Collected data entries
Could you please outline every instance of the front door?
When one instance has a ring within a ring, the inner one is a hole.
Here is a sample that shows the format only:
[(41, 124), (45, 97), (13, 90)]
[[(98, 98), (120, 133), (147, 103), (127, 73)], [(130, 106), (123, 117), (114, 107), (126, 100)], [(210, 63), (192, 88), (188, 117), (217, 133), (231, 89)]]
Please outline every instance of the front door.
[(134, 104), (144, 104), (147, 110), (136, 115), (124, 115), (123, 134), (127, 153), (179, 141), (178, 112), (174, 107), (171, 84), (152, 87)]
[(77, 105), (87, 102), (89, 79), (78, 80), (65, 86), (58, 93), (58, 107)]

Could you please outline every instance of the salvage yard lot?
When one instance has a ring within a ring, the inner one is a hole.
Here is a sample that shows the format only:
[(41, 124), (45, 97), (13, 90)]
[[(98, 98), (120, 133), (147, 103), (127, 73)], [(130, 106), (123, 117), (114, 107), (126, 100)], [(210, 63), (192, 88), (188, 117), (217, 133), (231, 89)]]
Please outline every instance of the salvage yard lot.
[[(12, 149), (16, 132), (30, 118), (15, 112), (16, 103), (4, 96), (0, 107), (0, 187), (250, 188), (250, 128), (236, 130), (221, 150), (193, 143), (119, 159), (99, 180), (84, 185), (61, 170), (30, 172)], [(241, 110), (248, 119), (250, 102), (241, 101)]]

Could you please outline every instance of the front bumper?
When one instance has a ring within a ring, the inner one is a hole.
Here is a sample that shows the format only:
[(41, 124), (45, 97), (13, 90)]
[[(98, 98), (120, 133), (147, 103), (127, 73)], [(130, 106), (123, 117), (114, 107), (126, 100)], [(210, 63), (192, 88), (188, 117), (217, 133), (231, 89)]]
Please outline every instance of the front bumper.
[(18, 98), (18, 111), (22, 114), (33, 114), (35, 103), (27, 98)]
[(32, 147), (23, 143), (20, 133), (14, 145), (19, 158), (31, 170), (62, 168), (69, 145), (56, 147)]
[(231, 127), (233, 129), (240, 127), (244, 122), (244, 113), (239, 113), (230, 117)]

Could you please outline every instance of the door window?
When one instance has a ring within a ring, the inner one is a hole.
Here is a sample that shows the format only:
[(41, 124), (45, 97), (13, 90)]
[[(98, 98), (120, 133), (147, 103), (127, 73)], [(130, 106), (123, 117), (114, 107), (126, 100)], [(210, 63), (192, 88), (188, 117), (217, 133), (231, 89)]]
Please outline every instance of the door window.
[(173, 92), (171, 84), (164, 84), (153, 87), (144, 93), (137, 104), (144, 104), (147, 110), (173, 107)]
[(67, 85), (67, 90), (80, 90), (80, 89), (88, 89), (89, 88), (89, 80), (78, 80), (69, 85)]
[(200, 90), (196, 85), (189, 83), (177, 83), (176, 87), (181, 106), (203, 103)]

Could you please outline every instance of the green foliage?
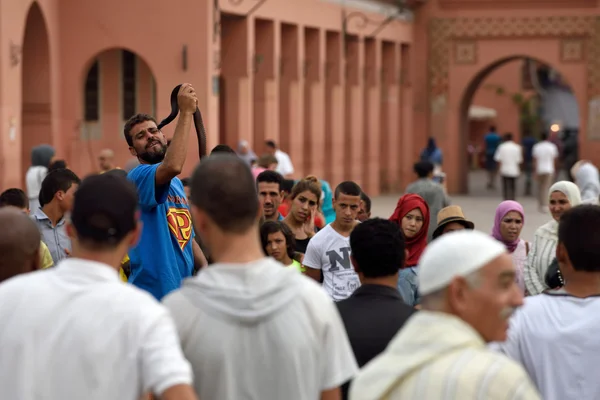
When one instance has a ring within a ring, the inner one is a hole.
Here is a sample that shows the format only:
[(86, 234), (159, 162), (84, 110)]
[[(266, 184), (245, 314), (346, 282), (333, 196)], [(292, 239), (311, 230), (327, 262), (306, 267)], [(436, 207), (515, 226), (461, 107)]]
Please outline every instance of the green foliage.
[(537, 132), (540, 125), (540, 117), (537, 112), (537, 103), (539, 96), (532, 96), (526, 98), (521, 92), (507, 93), (506, 89), (502, 86), (487, 85), (488, 89), (494, 90), (496, 95), (504, 96), (509, 95), (512, 102), (519, 109), (519, 119), (521, 125), (521, 133), (523, 135)]

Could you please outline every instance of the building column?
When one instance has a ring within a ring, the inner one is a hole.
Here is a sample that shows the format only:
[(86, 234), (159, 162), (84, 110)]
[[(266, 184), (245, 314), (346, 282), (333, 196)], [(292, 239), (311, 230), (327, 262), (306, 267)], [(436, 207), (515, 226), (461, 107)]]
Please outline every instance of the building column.
[[(253, 115), (254, 148), (262, 153), (265, 140), (279, 141), (279, 23), (254, 20), (254, 52), (252, 74), (254, 79)], [(277, 43), (276, 43), (277, 42)], [(283, 149), (289, 151), (289, 149)]]
[(413, 164), (419, 159), (419, 142), (415, 137), (422, 136), (422, 133), (415, 131), (413, 125), (413, 93), (411, 87), (410, 54), (411, 48), (407, 43), (400, 44), (400, 76), (398, 87), (400, 88), (400, 115), (401, 124), (401, 149), (398, 154), (402, 155), (400, 171), (400, 189), (415, 179)]
[[(254, 21), (221, 16), (221, 78), (219, 82), (219, 141), (237, 146), (241, 139), (252, 146), (251, 54), (254, 53)], [(210, 152), (211, 149), (208, 149)], [(258, 149), (262, 150), (262, 149)], [(259, 151), (257, 151), (258, 153)]]
[(281, 24), (279, 43), (279, 147), (294, 164), (294, 176), (300, 177), (304, 165), (303, 93), (300, 87), (299, 60), (303, 39), (297, 25)]
[[(325, 61), (325, 152), (326, 180), (337, 186), (344, 180), (344, 104), (345, 77), (342, 54), (342, 35), (339, 32), (326, 33)], [(336, 107), (337, 105), (337, 107)]]
[[(329, 131), (325, 129), (327, 99), (325, 95), (325, 31), (303, 28), (304, 47), (301, 60), (304, 83), (304, 137), (306, 138), (304, 175), (329, 179), (326, 163), (326, 142)], [(325, 107), (323, 103), (325, 102)]]
[(381, 43), (376, 39), (365, 41), (364, 77), (364, 137), (363, 184), (368, 196), (380, 192), (379, 142), (381, 136)]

■ Activity
In the data above, find the line that contains "Could you please outline every instance of the salvage", then reproduce exactly every line from the first line through that line.

■ Expected answer
Could you please outline every instance of the front door?
When one instance has a ring within a ring, the inner one is a hole.
Here is a sample that shows the format only:
[(41, 124), (45, 97), (13, 90)]
[[(98, 98), (120, 133), (147, 103), (127, 73)], [(130, 106), (123, 117), (114, 107), (126, 100)], [(210, 63), (192, 88), (188, 117), (217, 133), (231, 89)]]
Please outline every instance of the front door.
[(134, 104), (144, 104), (147, 110), (136, 115), (124, 115), (123, 134), (127, 153), (179, 141), (178, 112), (174, 107), (171, 84), (152, 87)]
[(77, 105), (87, 102), (89, 79), (78, 80), (65, 86), (58, 93), (58, 107)]

Could you please outline every instance of the salvage yard lot?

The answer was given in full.